>>

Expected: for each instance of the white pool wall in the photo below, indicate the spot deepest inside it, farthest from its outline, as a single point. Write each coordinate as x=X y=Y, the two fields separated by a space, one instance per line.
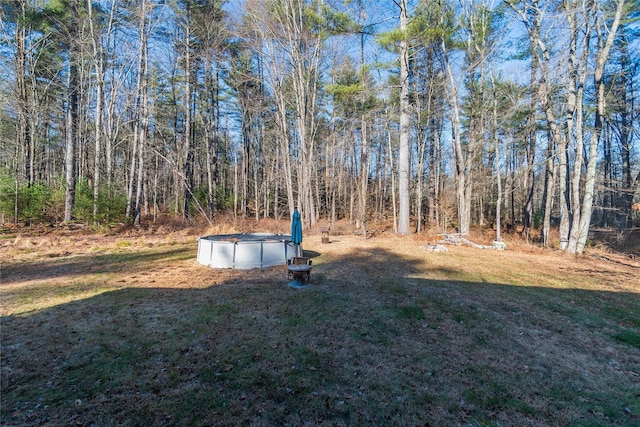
x=245 y=251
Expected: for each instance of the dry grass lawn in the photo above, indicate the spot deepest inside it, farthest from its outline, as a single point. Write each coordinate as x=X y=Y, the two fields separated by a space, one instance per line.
x=128 y=329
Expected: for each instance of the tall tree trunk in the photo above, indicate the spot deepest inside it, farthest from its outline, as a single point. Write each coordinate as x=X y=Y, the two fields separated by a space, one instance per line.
x=604 y=47
x=403 y=159
x=72 y=114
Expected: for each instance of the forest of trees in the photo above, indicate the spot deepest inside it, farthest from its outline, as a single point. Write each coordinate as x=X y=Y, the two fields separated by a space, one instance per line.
x=433 y=114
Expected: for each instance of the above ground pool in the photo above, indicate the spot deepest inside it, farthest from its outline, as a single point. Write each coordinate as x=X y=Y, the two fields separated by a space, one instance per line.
x=247 y=250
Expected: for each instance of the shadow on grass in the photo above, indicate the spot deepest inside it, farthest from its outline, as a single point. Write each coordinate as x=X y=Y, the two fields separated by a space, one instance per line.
x=372 y=341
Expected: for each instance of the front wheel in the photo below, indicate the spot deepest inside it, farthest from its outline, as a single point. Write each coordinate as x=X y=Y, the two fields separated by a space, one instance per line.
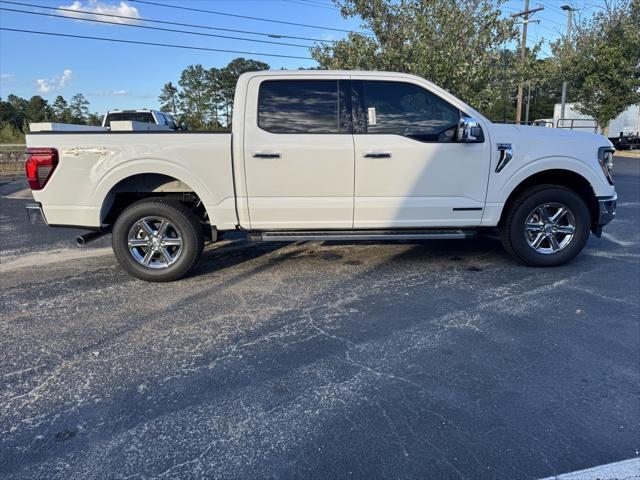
x=157 y=240
x=546 y=226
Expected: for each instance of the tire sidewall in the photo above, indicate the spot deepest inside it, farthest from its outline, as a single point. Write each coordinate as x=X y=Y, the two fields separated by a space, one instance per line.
x=133 y=214
x=549 y=195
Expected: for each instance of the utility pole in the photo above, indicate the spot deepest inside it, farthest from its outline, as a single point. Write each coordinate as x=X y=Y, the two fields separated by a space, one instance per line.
x=526 y=112
x=567 y=41
x=523 y=52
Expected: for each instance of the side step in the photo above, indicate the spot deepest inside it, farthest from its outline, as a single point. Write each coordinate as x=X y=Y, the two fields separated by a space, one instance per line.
x=351 y=235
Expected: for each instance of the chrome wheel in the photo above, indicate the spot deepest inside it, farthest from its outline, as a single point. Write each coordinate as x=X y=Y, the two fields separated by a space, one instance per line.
x=549 y=228
x=155 y=242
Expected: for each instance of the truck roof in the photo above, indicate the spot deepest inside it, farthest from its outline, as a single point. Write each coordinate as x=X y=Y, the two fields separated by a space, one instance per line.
x=246 y=77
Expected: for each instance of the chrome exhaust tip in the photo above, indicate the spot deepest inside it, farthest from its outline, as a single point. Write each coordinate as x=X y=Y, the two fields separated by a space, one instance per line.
x=82 y=240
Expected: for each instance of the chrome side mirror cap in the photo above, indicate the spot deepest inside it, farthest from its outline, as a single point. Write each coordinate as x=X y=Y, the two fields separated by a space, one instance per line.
x=470 y=131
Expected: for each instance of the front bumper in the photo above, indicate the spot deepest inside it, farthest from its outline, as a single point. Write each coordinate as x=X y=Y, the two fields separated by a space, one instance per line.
x=35 y=214
x=606 y=212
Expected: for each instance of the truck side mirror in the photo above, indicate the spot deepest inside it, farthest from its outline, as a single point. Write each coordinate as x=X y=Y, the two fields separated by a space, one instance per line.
x=470 y=131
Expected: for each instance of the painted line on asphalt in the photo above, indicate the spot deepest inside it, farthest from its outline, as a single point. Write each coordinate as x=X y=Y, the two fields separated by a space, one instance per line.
x=623 y=243
x=24 y=194
x=624 y=470
x=40 y=258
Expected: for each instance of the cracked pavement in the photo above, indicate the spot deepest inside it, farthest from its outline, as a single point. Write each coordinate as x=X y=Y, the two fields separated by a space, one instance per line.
x=439 y=359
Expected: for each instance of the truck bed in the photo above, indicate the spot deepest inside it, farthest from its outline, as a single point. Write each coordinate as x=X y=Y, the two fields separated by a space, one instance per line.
x=93 y=164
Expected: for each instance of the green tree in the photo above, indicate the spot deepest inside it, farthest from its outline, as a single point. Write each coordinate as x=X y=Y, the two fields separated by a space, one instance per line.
x=602 y=62
x=456 y=45
x=79 y=108
x=10 y=134
x=94 y=119
x=229 y=77
x=38 y=109
x=61 y=112
x=195 y=97
x=169 y=99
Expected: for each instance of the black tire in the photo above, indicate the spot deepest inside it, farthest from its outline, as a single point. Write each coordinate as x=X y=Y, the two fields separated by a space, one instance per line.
x=514 y=235
x=184 y=225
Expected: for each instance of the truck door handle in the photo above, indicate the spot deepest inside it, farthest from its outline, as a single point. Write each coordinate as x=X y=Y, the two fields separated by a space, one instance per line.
x=265 y=154
x=376 y=154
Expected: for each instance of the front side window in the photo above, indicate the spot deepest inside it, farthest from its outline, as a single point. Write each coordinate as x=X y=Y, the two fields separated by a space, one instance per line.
x=408 y=110
x=302 y=106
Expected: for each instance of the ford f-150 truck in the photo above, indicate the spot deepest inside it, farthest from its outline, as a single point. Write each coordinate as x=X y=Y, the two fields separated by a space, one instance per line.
x=327 y=155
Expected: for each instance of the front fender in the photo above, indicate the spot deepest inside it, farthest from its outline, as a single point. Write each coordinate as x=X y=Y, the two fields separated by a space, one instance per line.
x=500 y=189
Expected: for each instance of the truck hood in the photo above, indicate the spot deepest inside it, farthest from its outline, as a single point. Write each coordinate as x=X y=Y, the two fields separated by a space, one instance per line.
x=558 y=140
x=532 y=143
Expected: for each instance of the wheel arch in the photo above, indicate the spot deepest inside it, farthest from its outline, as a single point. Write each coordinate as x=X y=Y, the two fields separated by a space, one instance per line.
x=557 y=177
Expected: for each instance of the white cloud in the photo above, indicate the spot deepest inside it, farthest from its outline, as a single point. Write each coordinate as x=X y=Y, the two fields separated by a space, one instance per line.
x=47 y=85
x=110 y=93
x=97 y=7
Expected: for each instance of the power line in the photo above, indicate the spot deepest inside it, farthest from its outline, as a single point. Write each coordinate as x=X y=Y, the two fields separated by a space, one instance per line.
x=152 y=28
x=166 y=22
x=137 y=42
x=245 y=17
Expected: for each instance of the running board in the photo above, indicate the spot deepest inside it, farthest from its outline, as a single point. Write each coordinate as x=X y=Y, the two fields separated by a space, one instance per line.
x=351 y=235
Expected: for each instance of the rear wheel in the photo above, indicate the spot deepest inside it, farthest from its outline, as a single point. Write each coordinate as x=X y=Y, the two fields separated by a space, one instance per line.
x=157 y=240
x=546 y=225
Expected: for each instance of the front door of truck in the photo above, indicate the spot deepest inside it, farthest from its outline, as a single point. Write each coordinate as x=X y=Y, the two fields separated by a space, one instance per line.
x=410 y=169
x=298 y=153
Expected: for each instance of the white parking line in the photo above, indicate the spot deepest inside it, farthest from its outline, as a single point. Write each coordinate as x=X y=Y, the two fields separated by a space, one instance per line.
x=624 y=470
x=611 y=238
x=23 y=194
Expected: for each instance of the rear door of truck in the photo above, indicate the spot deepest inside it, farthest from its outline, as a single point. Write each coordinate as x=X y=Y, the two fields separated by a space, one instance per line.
x=298 y=152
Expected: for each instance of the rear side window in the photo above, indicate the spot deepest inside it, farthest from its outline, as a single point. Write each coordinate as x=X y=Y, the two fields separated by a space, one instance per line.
x=408 y=110
x=304 y=106
x=144 y=117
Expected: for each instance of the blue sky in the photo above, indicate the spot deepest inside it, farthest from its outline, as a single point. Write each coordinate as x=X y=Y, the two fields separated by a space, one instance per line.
x=128 y=76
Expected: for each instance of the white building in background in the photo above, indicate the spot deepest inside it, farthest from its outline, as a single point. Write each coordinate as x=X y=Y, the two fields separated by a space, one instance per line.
x=627 y=122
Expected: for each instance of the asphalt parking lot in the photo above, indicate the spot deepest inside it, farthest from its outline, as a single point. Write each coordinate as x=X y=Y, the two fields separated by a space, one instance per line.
x=437 y=360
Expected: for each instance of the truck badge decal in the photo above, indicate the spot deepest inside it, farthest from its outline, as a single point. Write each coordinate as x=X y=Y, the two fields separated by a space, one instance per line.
x=506 y=154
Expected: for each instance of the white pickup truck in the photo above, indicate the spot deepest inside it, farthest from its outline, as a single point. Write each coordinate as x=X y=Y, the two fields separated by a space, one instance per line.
x=326 y=155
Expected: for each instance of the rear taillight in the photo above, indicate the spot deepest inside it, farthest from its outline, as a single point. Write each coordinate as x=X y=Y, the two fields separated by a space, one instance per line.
x=40 y=164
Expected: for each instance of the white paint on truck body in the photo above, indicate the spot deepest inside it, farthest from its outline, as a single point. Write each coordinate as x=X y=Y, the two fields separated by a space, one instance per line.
x=317 y=181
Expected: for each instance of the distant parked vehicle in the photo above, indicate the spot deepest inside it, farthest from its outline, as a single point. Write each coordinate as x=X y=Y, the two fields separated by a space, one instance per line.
x=154 y=117
x=543 y=122
x=626 y=141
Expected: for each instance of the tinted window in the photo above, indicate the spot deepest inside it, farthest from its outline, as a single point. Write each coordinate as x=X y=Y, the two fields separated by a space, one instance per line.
x=144 y=117
x=302 y=106
x=408 y=110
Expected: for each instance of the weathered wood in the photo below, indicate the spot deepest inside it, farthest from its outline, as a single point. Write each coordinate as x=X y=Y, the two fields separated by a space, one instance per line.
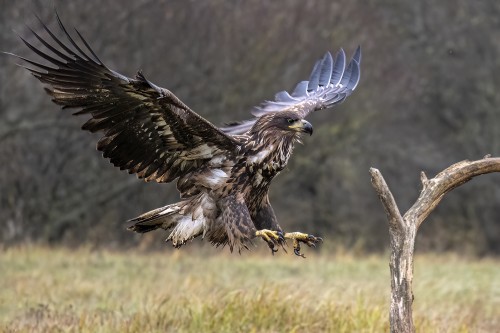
x=403 y=229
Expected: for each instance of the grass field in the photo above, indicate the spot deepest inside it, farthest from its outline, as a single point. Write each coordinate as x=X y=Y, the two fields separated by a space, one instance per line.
x=206 y=290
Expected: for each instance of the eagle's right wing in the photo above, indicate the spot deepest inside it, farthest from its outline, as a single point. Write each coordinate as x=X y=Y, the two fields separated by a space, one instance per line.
x=147 y=129
x=330 y=82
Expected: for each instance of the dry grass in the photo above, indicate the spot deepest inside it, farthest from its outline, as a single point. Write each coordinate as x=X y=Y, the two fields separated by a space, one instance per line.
x=203 y=290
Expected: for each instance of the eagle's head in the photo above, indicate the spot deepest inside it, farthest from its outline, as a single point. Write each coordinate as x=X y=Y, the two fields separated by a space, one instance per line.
x=288 y=123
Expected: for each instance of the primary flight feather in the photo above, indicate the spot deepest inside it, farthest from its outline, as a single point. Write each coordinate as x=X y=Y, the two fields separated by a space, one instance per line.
x=223 y=174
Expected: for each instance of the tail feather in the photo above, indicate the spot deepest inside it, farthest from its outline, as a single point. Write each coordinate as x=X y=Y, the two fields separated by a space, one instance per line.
x=157 y=218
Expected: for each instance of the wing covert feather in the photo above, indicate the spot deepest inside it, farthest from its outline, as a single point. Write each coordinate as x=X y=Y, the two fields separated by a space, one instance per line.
x=147 y=129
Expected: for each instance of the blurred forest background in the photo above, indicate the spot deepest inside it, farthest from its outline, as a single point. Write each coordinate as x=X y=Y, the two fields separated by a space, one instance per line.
x=427 y=99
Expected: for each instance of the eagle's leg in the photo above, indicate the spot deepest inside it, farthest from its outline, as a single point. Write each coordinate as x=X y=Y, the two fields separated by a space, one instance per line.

<<

> Brief
Update the items starting at the line that contains "Expected: for each instance of the white parking" and ending at the line that contains "x=627 y=122", swapping "blue sky" for "clear sky" and leaving everything else unchanged.

> Final result
Expected: for each instance of the white parking line in the photo above, indicate the spot deepest inside it, farthest from its outline, as a single point. Write each coordinate as x=X y=Y, the two fields separated by a space, one instance per line.
x=624 y=470
x=611 y=238
x=23 y=194
Expected: for each instance of the rear door of truck in the photo above, indicate the spot deepest inside it, farthest from its outline, as a single point. Write each coordinate as x=X y=Y, the two fields separated by a space, one instance per line.
x=298 y=152
Expected: for each instance of the rear side window in the photo above, indicate the spot deepest inside it, farthest from its outline, as a single point. Write each coordinate as x=X y=Y, the two fields separated by a space, one instance per line.
x=408 y=110
x=304 y=106
x=144 y=117
Expected: for each instance of the clear sky in the photo above, indicate the spot deepest inside it, farthest from its outline, as a single point. Write each coordinate as x=X y=Y, the two fields separated by a space, one instance per line.
x=128 y=76
Expected: for each instance of the white building in background in the photo above, indicate the spot deepest inside it, farthest from its outline, as a single point. Write each coordinate as x=X y=Y, the two fields separated by a space, one instance per line.
x=627 y=122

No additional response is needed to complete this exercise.